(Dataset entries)
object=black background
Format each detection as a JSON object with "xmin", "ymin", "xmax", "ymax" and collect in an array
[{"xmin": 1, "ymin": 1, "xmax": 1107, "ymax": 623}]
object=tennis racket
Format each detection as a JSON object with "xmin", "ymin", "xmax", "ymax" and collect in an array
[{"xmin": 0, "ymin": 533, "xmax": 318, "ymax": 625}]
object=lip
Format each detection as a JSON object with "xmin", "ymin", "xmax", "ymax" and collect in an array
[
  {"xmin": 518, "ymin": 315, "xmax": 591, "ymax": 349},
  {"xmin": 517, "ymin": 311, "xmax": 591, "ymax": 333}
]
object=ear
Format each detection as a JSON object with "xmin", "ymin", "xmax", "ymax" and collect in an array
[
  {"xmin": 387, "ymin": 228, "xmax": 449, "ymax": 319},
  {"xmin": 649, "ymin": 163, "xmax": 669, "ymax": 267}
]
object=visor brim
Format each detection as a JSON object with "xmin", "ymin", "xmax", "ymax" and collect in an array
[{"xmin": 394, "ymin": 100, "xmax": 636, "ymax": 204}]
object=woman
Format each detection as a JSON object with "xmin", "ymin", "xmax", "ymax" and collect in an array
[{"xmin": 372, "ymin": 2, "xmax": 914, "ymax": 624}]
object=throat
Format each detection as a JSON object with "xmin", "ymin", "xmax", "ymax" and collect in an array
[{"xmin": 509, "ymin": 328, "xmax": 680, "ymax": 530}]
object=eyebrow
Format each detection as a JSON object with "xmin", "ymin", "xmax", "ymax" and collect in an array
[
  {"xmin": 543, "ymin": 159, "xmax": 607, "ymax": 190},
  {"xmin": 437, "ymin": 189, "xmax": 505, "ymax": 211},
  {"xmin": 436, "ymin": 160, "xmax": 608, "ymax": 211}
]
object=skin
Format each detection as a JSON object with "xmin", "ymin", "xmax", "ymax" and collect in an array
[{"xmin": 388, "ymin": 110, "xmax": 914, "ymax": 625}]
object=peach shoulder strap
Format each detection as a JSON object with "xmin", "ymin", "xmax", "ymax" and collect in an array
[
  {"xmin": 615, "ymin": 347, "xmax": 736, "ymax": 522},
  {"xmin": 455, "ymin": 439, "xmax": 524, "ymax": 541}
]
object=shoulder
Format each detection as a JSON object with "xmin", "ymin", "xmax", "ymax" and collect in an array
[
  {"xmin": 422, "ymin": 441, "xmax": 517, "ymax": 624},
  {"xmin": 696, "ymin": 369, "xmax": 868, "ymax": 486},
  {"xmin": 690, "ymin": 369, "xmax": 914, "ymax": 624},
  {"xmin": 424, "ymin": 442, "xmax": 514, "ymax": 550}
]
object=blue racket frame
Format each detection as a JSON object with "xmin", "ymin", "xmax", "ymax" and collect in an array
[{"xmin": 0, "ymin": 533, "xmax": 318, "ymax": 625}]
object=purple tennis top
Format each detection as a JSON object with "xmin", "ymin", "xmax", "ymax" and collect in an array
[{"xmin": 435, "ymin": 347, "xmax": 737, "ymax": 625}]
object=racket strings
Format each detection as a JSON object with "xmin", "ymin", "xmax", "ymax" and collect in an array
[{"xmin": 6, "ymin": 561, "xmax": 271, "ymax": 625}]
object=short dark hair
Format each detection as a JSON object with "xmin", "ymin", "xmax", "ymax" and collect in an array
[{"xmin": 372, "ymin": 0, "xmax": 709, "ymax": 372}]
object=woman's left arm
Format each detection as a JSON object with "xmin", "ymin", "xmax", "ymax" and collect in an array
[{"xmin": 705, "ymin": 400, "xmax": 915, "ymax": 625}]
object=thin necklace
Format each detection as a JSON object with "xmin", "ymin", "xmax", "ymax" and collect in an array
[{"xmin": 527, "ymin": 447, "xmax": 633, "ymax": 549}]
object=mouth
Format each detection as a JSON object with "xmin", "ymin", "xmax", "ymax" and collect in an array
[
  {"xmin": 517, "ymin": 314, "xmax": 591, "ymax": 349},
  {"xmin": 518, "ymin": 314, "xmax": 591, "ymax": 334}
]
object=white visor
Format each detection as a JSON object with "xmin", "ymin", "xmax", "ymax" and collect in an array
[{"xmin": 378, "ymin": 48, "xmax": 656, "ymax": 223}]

...

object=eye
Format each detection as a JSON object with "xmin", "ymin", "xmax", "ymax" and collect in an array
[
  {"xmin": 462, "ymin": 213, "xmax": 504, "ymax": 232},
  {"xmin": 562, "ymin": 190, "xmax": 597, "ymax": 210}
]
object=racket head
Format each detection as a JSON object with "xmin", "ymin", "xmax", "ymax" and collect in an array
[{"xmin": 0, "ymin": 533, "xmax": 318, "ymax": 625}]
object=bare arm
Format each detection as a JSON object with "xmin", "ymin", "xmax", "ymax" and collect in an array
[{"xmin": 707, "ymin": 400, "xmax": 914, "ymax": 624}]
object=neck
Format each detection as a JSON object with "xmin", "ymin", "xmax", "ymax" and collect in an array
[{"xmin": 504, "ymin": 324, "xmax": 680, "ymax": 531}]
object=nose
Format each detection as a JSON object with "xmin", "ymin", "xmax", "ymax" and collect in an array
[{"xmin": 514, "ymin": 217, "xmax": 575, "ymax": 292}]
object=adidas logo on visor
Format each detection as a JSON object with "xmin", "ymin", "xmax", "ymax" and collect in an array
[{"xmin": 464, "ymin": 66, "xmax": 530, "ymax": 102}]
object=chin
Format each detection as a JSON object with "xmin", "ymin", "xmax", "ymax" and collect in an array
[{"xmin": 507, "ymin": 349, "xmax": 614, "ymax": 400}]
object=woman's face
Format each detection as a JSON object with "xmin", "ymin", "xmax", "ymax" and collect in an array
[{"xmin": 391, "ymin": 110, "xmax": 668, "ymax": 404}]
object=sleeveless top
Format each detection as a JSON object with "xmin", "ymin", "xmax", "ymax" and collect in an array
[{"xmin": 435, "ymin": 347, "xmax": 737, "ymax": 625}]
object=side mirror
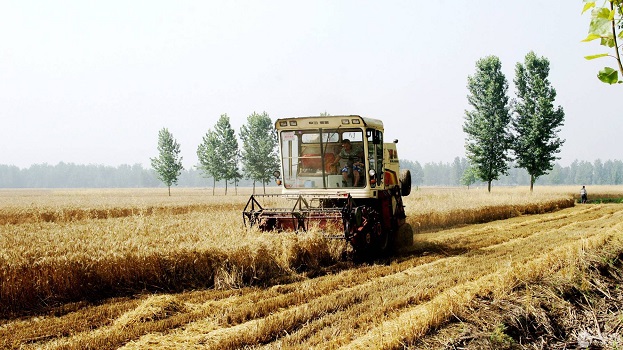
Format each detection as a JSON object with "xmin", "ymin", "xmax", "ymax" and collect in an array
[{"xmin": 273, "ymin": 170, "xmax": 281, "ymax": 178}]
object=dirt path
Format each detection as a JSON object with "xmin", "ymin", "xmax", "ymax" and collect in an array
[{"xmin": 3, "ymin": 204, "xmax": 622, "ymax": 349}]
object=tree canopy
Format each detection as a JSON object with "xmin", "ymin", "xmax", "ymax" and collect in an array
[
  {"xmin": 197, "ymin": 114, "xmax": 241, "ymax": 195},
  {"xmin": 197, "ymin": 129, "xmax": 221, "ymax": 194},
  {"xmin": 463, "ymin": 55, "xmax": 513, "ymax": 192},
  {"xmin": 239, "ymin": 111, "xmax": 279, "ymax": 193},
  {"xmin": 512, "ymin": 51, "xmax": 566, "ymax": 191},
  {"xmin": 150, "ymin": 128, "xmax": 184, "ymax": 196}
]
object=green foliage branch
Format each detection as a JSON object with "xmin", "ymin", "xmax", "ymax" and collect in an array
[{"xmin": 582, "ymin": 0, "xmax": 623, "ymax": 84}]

[About this task]
Only one stretch of the records above is wanted: the lines between the one holding "object=black background" and the one holding "object=shoulder", inclusive, reproduced exactly.

[Finished task]
object=black background
Format each detection as a JSON object with "xmin", "ymin", "xmax", "ymax" and collect in an array
[{"xmin": 1, "ymin": 1, "xmax": 1107, "ymax": 623}]
object=tennis racket
Format each detection as a JSON object with "xmin", "ymin", "xmax", "ymax" and collect in an array
[{"xmin": 0, "ymin": 533, "xmax": 318, "ymax": 625}]
object=lip
Format each detection as a JSON object with "xmin", "ymin", "xmax", "ymax" and collect in an array
[
  {"xmin": 518, "ymin": 315, "xmax": 591, "ymax": 349},
  {"xmin": 517, "ymin": 311, "xmax": 591, "ymax": 333}
]
object=ear
Format each detection as a JSON object with "xmin", "ymin", "xmax", "ymax" and collect in an array
[
  {"xmin": 387, "ymin": 228, "xmax": 449, "ymax": 319},
  {"xmin": 649, "ymin": 163, "xmax": 669, "ymax": 267}
]
object=visor brim
Format each detection as a JSON object with "xmin", "ymin", "xmax", "ymax" and collect in an array
[{"xmin": 394, "ymin": 100, "xmax": 636, "ymax": 204}]
object=woman
Format each detection as a JSON object with "xmin", "ymin", "xmax", "ymax" and collect in an array
[{"xmin": 372, "ymin": 2, "xmax": 914, "ymax": 624}]
object=throat
Format each detection as a JSON object with "xmin", "ymin", "xmax", "ymax" and collect in an array
[{"xmin": 509, "ymin": 328, "xmax": 680, "ymax": 530}]
object=eyebrow
Format each detection as a JSON object with "xmin", "ymin", "xmax", "ymax" and collect in an array
[
  {"xmin": 543, "ymin": 159, "xmax": 607, "ymax": 190},
  {"xmin": 437, "ymin": 189, "xmax": 505, "ymax": 211},
  {"xmin": 436, "ymin": 160, "xmax": 608, "ymax": 211}
]
object=skin
Format each detection as a JSON object with "xmin", "ymin", "xmax", "ymax" and collect in an array
[{"xmin": 388, "ymin": 110, "xmax": 914, "ymax": 625}]
object=peach shoulder strap
Format each detection as a JSON object with "xmin", "ymin", "xmax", "ymax" and collect in an array
[
  {"xmin": 615, "ymin": 347, "xmax": 736, "ymax": 522},
  {"xmin": 455, "ymin": 439, "xmax": 524, "ymax": 541}
]
object=shoulder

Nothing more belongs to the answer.